I need the lines from the one with "Expected: for every instance of the licence" through the end of the material, copied exactly and with nothing else included.

● **RECORDS FOR THIS EXERCISE**
::::

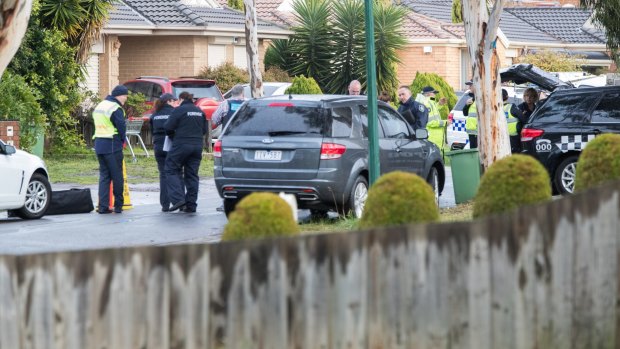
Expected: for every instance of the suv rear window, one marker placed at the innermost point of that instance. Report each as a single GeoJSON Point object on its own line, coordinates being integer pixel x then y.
{"type": "Point", "coordinates": [198, 89]}
{"type": "Point", "coordinates": [608, 109]}
{"type": "Point", "coordinates": [278, 121]}
{"type": "Point", "coordinates": [565, 108]}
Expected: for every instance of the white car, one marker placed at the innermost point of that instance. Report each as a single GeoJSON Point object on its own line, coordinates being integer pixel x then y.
{"type": "Point", "coordinates": [25, 191]}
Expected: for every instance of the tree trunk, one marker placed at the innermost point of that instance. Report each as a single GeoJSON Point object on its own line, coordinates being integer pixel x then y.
{"type": "Point", "coordinates": [481, 34]}
{"type": "Point", "coordinates": [251, 47]}
{"type": "Point", "coordinates": [13, 24]}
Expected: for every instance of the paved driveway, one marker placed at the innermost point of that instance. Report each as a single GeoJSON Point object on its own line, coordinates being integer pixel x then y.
{"type": "Point", "coordinates": [144, 225]}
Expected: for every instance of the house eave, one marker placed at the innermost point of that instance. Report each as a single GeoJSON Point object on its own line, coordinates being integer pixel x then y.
{"type": "Point", "coordinates": [194, 31]}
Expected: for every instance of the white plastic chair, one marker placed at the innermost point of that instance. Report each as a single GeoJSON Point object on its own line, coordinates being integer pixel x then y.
{"type": "Point", "coordinates": [134, 127]}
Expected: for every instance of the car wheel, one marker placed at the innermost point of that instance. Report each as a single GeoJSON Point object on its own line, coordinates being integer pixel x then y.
{"type": "Point", "coordinates": [357, 197]}
{"type": "Point", "coordinates": [433, 180]}
{"type": "Point", "coordinates": [317, 215]}
{"type": "Point", "coordinates": [38, 198]}
{"type": "Point", "coordinates": [565, 175]}
{"type": "Point", "coordinates": [229, 206]}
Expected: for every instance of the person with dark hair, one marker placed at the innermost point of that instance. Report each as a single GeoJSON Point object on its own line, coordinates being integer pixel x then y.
{"type": "Point", "coordinates": [514, 117]}
{"type": "Point", "coordinates": [110, 130]}
{"type": "Point", "coordinates": [414, 112]}
{"type": "Point", "coordinates": [227, 108]}
{"type": "Point", "coordinates": [163, 108]}
{"type": "Point", "coordinates": [187, 126]}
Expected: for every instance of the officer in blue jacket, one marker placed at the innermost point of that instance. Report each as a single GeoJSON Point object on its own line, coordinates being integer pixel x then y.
{"type": "Point", "coordinates": [187, 126]}
{"type": "Point", "coordinates": [163, 108]}
{"type": "Point", "coordinates": [110, 129]}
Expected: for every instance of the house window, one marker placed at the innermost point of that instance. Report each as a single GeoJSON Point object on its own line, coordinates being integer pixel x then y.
{"type": "Point", "coordinates": [91, 82]}
{"type": "Point", "coordinates": [216, 55]}
{"type": "Point", "coordinates": [240, 59]}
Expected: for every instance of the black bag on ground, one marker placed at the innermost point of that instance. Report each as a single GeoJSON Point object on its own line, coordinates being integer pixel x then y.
{"type": "Point", "coordinates": [70, 201]}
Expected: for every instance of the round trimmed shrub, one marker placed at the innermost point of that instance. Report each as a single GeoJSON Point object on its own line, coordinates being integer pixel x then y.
{"type": "Point", "coordinates": [260, 215]}
{"type": "Point", "coordinates": [599, 162]}
{"type": "Point", "coordinates": [511, 182]}
{"type": "Point", "coordinates": [399, 198]}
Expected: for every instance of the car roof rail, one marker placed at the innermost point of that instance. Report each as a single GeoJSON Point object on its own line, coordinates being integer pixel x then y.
{"type": "Point", "coordinates": [152, 77]}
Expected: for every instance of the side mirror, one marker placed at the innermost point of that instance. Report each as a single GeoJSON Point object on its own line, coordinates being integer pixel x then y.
{"type": "Point", "coordinates": [421, 133]}
{"type": "Point", "coordinates": [8, 149]}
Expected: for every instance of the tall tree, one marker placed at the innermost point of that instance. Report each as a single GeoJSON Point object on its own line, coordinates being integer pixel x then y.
{"type": "Point", "coordinates": [13, 24]}
{"type": "Point", "coordinates": [606, 15]}
{"type": "Point", "coordinates": [481, 35]}
{"type": "Point", "coordinates": [80, 20]}
{"type": "Point", "coordinates": [312, 40]}
{"type": "Point", "coordinates": [251, 48]}
{"type": "Point", "coordinates": [349, 44]}
{"type": "Point", "coordinates": [388, 22]}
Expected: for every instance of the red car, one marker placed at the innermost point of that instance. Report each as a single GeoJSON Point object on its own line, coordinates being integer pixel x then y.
{"type": "Point", "coordinates": [207, 95]}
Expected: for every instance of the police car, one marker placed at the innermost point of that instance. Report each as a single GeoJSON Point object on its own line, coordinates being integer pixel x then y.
{"type": "Point", "coordinates": [519, 74]}
{"type": "Point", "coordinates": [563, 126]}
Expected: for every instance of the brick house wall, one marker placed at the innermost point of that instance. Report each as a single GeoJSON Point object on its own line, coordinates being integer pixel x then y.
{"type": "Point", "coordinates": [9, 132]}
{"type": "Point", "coordinates": [170, 56]}
{"type": "Point", "coordinates": [443, 60]}
{"type": "Point", "coordinates": [109, 65]}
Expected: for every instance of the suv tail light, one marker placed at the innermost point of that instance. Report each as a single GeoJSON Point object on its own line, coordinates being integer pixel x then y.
{"type": "Point", "coordinates": [217, 149]}
{"type": "Point", "coordinates": [330, 151]}
{"type": "Point", "coordinates": [527, 134]}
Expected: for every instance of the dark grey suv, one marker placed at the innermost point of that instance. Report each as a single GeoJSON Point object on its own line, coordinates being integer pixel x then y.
{"type": "Point", "coordinates": [316, 147]}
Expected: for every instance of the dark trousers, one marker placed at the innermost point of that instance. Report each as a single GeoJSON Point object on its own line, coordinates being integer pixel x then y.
{"type": "Point", "coordinates": [110, 169]}
{"type": "Point", "coordinates": [160, 157]}
{"type": "Point", "coordinates": [181, 168]}
{"type": "Point", "coordinates": [473, 141]}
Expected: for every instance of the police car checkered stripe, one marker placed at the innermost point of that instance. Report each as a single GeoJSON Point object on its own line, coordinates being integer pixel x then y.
{"type": "Point", "coordinates": [568, 143]}
{"type": "Point", "coordinates": [458, 125]}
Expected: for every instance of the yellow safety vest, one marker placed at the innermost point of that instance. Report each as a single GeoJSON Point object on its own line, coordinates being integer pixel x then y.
{"type": "Point", "coordinates": [471, 123]}
{"type": "Point", "coordinates": [101, 116]}
{"type": "Point", "coordinates": [512, 121]}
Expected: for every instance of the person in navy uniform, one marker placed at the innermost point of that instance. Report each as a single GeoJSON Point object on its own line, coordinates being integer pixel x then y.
{"type": "Point", "coordinates": [408, 105]}
{"type": "Point", "coordinates": [227, 108]}
{"type": "Point", "coordinates": [163, 108]}
{"type": "Point", "coordinates": [110, 130]}
{"type": "Point", "coordinates": [187, 126]}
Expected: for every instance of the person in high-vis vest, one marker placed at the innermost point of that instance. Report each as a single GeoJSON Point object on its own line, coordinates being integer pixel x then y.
{"type": "Point", "coordinates": [515, 123]}
{"type": "Point", "coordinates": [435, 124]}
{"type": "Point", "coordinates": [110, 128]}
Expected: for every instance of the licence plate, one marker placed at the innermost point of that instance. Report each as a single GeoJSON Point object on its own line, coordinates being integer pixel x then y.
{"type": "Point", "coordinates": [266, 155]}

::::

● **EXERCISE OUTPUT**
Expected: for every instance of the licence plate, one marker placed at the innermost point of that instance. Report each as a single GeoJSON Point object on its own line, coordinates being integer pixel x then y.
{"type": "Point", "coordinates": [266, 155]}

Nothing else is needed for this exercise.